(begin)

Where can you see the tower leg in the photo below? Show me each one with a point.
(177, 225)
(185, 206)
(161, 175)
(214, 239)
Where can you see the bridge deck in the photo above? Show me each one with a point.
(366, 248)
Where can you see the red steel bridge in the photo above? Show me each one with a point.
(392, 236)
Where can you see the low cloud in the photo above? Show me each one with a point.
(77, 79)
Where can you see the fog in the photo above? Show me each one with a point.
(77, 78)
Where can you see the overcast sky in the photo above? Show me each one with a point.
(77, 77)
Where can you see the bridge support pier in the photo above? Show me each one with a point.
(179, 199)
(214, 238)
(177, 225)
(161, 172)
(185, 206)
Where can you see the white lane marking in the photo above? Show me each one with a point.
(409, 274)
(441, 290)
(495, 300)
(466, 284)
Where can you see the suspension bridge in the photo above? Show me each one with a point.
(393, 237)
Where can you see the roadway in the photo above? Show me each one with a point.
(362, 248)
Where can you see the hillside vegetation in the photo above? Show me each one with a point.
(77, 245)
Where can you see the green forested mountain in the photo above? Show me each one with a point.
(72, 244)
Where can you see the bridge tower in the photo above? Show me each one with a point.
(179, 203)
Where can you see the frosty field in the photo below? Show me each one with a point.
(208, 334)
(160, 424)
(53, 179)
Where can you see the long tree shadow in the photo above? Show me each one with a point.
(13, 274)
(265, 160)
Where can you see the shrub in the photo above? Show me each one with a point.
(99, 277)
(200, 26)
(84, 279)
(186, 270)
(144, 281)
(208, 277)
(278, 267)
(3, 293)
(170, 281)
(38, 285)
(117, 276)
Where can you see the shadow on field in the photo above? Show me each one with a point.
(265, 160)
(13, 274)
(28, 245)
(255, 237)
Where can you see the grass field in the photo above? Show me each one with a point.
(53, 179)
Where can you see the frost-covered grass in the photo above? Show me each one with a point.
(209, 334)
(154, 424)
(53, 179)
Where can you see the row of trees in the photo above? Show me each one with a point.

(end)

◆ Your objective:
Please reproduce the listing above in full, replacing every "point" with "dot" and leaving the rest as is.

◆ Solution below:
Where can you see the tower leg in the photo below? Show me each one with a dot.
(177, 225)
(185, 206)
(161, 175)
(214, 239)
Where can you see the bridge deck in the photo above? Show me each one with a dot.
(366, 248)
Where can you see the red steel bridge in the photo above? Show me each one with a dot.
(392, 236)
Where can you see the low cloud in the photo above? Show me each one with a dot.
(77, 79)
Where can you see the fog in the photo above? Show me each one with a dot.
(77, 78)
Where can you see the overcast sky in the photo above? Show me each one with a dot.
(77, 77)
Where can you see the bridge support pier in the photo above? Show me each one with a dot.
(179, 199)
(214, 238)
(177, 225)
(161, 172)
(185, 206)
Where can you see the white lane marking in the photo above? Show me each one with a dot.
(409, 274)
(441, 290)
(495, 300)
(466, 284)
Where can you see the suspension bridge in the photo above? Show me each one with a dot.
(393, 237)
Where can you see the roadway in the photo above? Show me each one with a dot.
(362, 248)
Where can you see the hillside vegetation in the photo above? Show me each one with a dot.
(77, 245)
Where can you see the green forested mountain in the photo above? Show me each one with a dot.
(72, 244)
Where can you see the bridge tower in the photo above? Show me each one with a dot.
(179, 203)
Where can you see the frosty field in the photo below? Show me each one with a dot.
(208, 334)
(160, 424)
(53, 179)
Where can you see the long tree shadow in the photo above? Show me each one with a dot.
(13, 274)
(265, 160)
Where can you see the shrub in the photo above? Show me each one with a dot.
(99, 277)
(200, 26)
(84, 279)
(186, 270)
(144, 281)
(208, 277)
(278, 267)
(3, 293)
(170, 281)
(38, 285)
(117, 276)
Where can you see the shadow on field in the photo above? Show me each one with a dot.
(265, 160)
(13, 274)
(28, 245)
(255, 237)
Where can you see the grass field in the photo above? Show me each one with a dot.
(53, 179)
Where can you see the frost-covered grass in the photo above? Show me each one with a dot.
(209, 334)
(154, 424)
(53, 179)
Where can you see the row of trees in the photo above? Show me each one with a dot.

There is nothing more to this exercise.